- _抜粋本文_:
--- --- ---

廣田 特にありません。「この地域について思い出を語りたい」という方だけでなく、「何となく話を聞いてみたい」「アーティストの制作風景を見てみたい」という方なども、ぜひ気軽に来ていただければと思います。散策ツアー、オープンスタジオ、ワークショップのすべてに参加する必要はなく、どれか一つでも、あるいは全部に来ていただいても大丈夫です。

 

強いて挙げるなら、参加してくださる方には、スマートフォン等で構わないのでカメラを持参していただけると嬉しいです。それぞれの視点で自由に記録を残していただき、その写真をコラボ作品で生かしたいと考えています。あるいは、飯田街道をめぐる思い出が分かるような、過去の写真をお持ちいただくのも歓迎します。

 

インドネシアには、何気なく集まった人々がお茶を飲んだり自由に過ごしたりする、「ノンクロン」と呼ばれる慣習があります。今回のオープンスタジオとワークショップでも同様に、ちょっとお茶を飲みに来るような感覚で来ていただき、アーティストとの対話や共同での作品制作を楽しんでもらえればと思います。

 

―――主催者の皆さんは多様な活動歴をお持ちですが、名古屋の地で一つのプロジェクトを手掛けることについて、どのように感じていらっしゃいますか。

 

バルトロメウス 私たちはこの名古屋で、新しいプロジェクトのためのコレクティヴを結成するような意識でいます。人々のコミュニケーションのあり方についてアートを介して考えるグラフィス・フル・ハラと、アーティスト、文化人類学者の視点を持つ廣田さん、そしてインドネシアや日本を中心に多数のアート・プロジェクトに携わってきた私は、今回の事業でもそれぞれ異なる役割を担っており、各自が培った知見を活かしてプロジェクトを深めることが求められています。その課題をいかにうまく遂行できるかという点は、私自身非常に興味深く感じますし、また一番大事にしたいと思っているところです。

 

―――今回のプロジェクトを実施するにあたり、特に楽しみなことや、期待することがあればぜひ教えてください。

 

あいちトリエンナーレ2016「ルル学校」の様子(写真提供:ruangrupa)

--- --- ---

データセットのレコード
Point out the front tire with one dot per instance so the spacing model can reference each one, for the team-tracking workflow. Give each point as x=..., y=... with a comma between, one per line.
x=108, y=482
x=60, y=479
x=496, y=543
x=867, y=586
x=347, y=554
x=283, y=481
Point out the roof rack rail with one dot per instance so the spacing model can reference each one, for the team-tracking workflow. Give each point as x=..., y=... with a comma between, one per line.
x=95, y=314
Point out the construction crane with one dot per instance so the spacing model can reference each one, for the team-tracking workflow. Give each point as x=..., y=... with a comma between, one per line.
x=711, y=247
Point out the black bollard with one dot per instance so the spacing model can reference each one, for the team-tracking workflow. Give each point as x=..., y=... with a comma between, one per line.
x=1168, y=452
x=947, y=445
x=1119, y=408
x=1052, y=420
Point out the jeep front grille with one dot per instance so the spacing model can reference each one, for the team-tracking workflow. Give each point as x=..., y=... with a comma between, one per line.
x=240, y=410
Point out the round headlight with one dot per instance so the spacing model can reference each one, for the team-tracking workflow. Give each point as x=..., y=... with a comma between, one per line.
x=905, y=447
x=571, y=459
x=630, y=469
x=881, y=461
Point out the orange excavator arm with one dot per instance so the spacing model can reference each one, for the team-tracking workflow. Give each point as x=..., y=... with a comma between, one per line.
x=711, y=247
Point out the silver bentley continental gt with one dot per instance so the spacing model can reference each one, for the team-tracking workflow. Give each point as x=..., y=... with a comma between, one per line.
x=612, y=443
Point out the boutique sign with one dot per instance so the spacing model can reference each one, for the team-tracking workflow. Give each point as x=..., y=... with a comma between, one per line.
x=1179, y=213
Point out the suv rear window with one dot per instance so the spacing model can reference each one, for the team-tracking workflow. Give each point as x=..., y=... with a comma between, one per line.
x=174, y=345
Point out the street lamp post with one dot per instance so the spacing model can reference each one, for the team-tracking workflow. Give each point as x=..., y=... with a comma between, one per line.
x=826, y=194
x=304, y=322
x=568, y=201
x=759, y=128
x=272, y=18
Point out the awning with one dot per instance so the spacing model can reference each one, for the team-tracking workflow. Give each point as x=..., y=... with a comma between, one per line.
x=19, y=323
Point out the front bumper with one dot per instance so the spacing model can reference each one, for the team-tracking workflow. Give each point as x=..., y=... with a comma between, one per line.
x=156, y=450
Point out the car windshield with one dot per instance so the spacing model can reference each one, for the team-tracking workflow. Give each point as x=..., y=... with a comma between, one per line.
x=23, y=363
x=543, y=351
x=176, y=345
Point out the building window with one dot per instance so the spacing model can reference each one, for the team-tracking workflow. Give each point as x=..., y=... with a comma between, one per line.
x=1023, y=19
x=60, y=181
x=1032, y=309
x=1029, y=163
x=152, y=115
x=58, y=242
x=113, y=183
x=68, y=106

--- --- ---

- _練習問題_:
A. アートプロジェクトのインタビューで、参加できる催しとして名前が出てくるものをすべて挙げよ。
B. アートプロジェクトのインタビューをもとに、次の問いに答えよ。
(i) 何気なく集まった人々がお茶を飲んだり自由に過ごしたりするインドネシアの慣習は、何と呼ばれているか。
(ii) 参加者に持参してもらえると嬉しいとされているものは何か。
(iii) 廣田さんはどのような視点を持つ人物として紹介されているか。
C. アートプロジェクトのインタビューが途切れたところから話を拾い上げ、続きを書け。
レコードはここでは使わない。

- _各問の解答_:
A. 散策ツアー、オープンスタジオ、ワークショップ

B.
(i) ノンクロン
(ii) カメラ（スマートフォン等でも構わない）
(iii) アーティスト、文化人類学者の視点

C.
バルトロメウス 私と廣田さんが関わったあいちトリエンナーレ2016の「ルル学校」の時のように、参加者の皆さんの中から「文化のエージェンシー(仲介者)」が生まれてくれたら嬉しいと思っています。アートというと、どこか難しそうで、遠い存在に感じる方もいるかもしれません。しかし実際は、私たちの誰もが、身近な物事をきっかけに自分自身の手でアートを作り出し、そこから新しい出会いや経験を得ることができます。名古屋に親しみをもつ皆さんが、プロジェクトをきっかけに自由な視点でこの土地を見つめ直し、そこで得られた発見や感動を今後様々な方法で表現してくれる「仲介者」となってくれたら、それはプロジェクトの一つの到達点となるでしょう。

 

私たちのプロジェクトを通じて、たくさんの方たちが出会い、会話を交わし、新たなコミュニティが生まれることを心から楽しみにしています。

 

 

 


 

飯田街道:聞き取りアートプロジェクト 実施スケジュール

 

  • 飯田街道散策ツアー:2024年2月3日(土)、4日(日) 10:00-12:00
    定員各日15名(10歳以上。中学生以下は成人の同伴が必要)
    参加無料、要申込
    参加申し込みフォームはこちら(Googleフォームが開きます)

 

  • オープンスタジオ:2月9日(金)~2月13日(火) 14:00-18:00
    会場:新栄のわ205共同スタジオ(Googleマップ

 

  • 版画ワークショップ:2月17日(土)、18日(日) 13:00-16:00
    会場:パルル、新栄のわ205(Googleマップ
    定員各日15名(10歳以上。中学生以下は成人の同伴が必要)
    参加無料、要申込
    参加申し込みフォームはこちら(Googleフォームが開きます)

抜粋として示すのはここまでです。